━━━━━ Отрывок текста ━━━━━

Конструкторский отдел занимал несколько полутемных – из-за толстых стен здания и небольших окон – комнат, выходящих на улицу Станкевича. Более светлые комнаты с большими окнами-витринами, смотрящими на улицу Горького, были отданы под кабинеты начальства и архитектурному отделу.
У М.А. Рудника было два заместителя: Илютович и Шейнфайн; Илютович занимался линиями метро мелкого заложения, Шейнфайн – глубокого.
В 1934 году в конструкторском отделе было шесть групп, руководителями которых были Н.М. Комаров, А.Ф. Денищенко и Е.М. Гринзайд – по глубокому заложению и Н.А. Кабанов, Л.В. Воронецкий и Н.И. Ушаков – по мелкому заложению. Я попала в группу Александра Федоровича Денищенко, занимавшуюся тогда проектированием станции «Площадь Дзержинского».
Я застала тот момент в проектировании конструкций, когда только создавалась станционная чугунная обделка и рамные тюбинги к ним. Денищенко сам лепил их из пластилина, чтобы яснее представить их себе и объяснить тем, кто будет их вычерчивать.
Первым моим заданием было составление рабочих чертежей подземного вестибюля станции «Площадь Дзержинского». Я должна была рассчитать на прочность все конструкции этого вестибюля и сделать рабочие чертежи, по которым осуществляется строительство. И я сразу же принялась за дело. Я так соскучилась по проектной работе, что готова была свернуть горы!
Вскоре после моего поступления в Метропроект состоялось общее собрание сотрудников конструкторского отдела. Начальник отдела сказал, что работы очень много, чтобы с ней справиться, надо каждому выполнить четыреста процентов от нормы. Сотрудники, привыкшие к подобным заявлениям, отнеслись к этому спокойно. Но не я – я приняла это всерьез и, так как работать мне было интересно и совсем не трудно, выполнила эти четыреста процентов плана.
Работа была сдельная, и я привела руководителя группы Денищенко в полное замешательство, заработав много денег. Начальство не знало, как можно заплатить такую сумму за месяц только что поступившему молодому инженеру. Какой они нашли выход, мне неизвестно, заплатили много, но, наверное, не в четыре раза, а, может быть, в два или в два с половиной раза больше по сравнению с другими инженерами. Появилась и статья в стенной газете под заголовком «Равняйтесь по Пирожковой!» Так в первый же месяц работы я стала знаменитостью Метропроекта.

━━━━━

## Задание 1
Перепечатайте без изменений фрагмент отрывка о работе в Метропроекте, который открывается словами «Вскоре после моего» и завершается словами «четыреста процентов плана.».
## Задание 2
Выберите из записей все строки, где встречается слово «stones», и приведите их полностью.

━━━━━ Исходные записи ━━━━━

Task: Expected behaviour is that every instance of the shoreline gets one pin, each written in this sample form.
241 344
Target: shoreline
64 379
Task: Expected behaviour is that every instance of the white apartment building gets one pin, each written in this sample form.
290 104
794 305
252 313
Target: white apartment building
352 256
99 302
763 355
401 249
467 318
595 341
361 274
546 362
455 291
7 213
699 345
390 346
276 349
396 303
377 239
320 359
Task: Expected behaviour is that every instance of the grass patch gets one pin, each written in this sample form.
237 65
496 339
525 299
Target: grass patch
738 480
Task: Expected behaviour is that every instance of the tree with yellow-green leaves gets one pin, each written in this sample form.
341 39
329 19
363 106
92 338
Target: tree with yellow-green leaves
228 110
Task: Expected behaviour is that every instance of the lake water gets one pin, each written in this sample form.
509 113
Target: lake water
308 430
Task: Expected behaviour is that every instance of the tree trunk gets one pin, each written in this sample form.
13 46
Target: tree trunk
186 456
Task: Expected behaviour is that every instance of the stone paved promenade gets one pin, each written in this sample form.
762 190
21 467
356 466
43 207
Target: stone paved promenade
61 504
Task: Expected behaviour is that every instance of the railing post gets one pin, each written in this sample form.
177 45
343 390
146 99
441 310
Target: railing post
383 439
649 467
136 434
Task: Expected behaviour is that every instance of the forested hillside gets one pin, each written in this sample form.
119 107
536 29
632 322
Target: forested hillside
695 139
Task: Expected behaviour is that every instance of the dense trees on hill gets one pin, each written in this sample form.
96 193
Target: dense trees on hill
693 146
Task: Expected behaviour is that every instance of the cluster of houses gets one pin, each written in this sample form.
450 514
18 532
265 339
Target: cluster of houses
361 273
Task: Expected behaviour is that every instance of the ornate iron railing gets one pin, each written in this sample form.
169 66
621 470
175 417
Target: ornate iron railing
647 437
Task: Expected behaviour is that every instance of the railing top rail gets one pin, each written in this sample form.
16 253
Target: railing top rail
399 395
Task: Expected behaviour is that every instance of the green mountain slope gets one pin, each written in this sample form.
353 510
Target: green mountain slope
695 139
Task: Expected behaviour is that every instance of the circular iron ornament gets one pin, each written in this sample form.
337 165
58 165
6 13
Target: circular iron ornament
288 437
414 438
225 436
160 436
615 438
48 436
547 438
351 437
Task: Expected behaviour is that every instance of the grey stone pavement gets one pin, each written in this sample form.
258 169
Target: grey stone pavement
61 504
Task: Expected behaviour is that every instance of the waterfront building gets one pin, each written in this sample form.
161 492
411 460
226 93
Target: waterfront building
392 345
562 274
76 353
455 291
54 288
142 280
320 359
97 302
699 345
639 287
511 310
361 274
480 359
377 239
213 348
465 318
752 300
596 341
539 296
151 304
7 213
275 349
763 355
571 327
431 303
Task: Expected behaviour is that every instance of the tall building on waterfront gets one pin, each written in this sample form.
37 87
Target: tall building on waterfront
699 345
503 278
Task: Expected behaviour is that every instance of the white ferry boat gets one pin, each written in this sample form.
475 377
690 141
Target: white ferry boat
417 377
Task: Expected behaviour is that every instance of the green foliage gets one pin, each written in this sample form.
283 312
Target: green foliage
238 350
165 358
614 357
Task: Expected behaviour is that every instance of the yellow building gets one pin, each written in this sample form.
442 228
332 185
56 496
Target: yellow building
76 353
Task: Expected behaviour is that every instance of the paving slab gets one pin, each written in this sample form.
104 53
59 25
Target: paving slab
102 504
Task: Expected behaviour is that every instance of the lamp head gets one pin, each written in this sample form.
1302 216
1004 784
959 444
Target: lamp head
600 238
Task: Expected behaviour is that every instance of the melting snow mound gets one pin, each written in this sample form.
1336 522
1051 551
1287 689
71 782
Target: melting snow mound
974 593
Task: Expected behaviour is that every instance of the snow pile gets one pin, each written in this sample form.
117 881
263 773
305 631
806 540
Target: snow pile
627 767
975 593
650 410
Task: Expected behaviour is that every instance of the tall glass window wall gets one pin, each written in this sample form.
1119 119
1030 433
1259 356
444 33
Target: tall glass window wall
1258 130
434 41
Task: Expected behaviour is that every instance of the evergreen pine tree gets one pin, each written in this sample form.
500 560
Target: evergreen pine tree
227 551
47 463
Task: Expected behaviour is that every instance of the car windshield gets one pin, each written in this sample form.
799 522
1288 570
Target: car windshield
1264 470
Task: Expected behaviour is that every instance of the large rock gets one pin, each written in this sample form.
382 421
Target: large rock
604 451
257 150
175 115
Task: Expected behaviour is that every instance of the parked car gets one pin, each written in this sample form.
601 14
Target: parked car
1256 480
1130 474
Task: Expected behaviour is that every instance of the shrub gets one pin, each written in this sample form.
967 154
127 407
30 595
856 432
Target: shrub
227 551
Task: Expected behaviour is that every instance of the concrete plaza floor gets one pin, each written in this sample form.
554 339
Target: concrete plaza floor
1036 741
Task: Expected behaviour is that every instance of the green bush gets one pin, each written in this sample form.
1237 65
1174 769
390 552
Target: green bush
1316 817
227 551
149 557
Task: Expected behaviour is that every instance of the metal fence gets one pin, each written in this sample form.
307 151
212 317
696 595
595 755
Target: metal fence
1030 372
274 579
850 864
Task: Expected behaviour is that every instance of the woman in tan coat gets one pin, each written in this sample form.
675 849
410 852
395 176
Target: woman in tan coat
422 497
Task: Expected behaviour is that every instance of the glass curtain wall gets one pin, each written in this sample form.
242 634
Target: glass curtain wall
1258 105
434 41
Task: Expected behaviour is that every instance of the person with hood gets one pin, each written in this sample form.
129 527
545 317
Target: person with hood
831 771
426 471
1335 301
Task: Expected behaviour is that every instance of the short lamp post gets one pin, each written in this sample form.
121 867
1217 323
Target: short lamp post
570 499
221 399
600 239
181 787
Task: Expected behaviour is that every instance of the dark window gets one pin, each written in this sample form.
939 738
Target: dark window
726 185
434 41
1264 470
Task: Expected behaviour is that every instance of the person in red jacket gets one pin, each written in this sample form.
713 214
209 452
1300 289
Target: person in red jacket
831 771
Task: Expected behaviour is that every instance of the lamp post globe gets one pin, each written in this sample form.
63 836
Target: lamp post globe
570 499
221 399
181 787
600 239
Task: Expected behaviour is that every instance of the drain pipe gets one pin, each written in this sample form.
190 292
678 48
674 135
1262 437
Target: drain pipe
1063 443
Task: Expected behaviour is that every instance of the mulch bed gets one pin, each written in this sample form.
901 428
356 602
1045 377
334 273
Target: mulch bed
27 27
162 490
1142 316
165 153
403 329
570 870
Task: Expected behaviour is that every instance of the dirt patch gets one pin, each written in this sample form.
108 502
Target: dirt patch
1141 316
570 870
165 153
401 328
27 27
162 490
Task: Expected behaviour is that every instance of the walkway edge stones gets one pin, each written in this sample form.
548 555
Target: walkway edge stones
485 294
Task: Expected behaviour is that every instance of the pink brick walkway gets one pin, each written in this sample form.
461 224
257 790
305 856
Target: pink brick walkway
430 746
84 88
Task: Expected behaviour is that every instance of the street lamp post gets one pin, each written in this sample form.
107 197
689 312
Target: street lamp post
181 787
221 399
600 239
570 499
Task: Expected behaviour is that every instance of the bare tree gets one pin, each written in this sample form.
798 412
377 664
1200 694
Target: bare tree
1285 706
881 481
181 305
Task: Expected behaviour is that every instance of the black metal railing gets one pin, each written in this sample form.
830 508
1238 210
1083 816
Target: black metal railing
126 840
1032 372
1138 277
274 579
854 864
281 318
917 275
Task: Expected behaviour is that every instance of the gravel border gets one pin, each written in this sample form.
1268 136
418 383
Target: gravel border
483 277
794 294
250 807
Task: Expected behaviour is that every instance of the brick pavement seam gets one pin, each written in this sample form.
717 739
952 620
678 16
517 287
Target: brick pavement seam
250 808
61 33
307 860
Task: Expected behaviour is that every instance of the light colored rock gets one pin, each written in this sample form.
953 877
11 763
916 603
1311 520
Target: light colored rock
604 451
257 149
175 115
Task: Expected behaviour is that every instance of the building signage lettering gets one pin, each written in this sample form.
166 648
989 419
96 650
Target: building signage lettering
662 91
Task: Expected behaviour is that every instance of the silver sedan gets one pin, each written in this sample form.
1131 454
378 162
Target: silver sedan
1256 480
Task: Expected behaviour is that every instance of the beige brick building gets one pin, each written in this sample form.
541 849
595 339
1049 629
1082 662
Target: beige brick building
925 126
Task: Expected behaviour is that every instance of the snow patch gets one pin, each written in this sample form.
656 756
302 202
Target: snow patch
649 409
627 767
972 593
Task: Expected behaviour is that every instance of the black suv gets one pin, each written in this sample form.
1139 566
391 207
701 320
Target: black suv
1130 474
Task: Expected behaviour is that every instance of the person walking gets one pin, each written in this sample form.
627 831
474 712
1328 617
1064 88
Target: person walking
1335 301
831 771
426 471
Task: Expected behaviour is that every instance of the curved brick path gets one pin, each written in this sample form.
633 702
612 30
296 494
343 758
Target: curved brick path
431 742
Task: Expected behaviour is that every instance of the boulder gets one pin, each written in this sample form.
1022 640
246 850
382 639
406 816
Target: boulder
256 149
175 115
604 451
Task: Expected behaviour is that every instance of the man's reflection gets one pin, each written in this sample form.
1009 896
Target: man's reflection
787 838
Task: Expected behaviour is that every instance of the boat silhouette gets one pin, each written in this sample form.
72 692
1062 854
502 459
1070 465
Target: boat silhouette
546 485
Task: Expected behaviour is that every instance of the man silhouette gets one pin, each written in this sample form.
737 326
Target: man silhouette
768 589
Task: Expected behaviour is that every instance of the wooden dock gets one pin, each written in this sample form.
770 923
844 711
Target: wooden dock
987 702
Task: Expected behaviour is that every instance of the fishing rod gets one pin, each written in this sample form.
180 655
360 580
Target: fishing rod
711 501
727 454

━━━━━

## Ответ 1
Вскоре после моего поступления в Метропроект состоялось общее собрание сотрудников конструкторского отдела. Начальник отдела сказал, что работы очень много, чтобы с ней справиться, надо каждому выполнить четыреста процентов от нормы. Сотрудники, привыкшие к подобным заявлениям, отнеслись к этому спокойно. Но не я – я приняла это всерьез и, так как работать мне было интересно и совсем не трудно, выполнила эти четыреста процентов плана.

## Ответ 2
Task: Expected behaviour is that every instance of the walkway edge stones gets one pin, each written in this sample form.
Target: walkway edge stones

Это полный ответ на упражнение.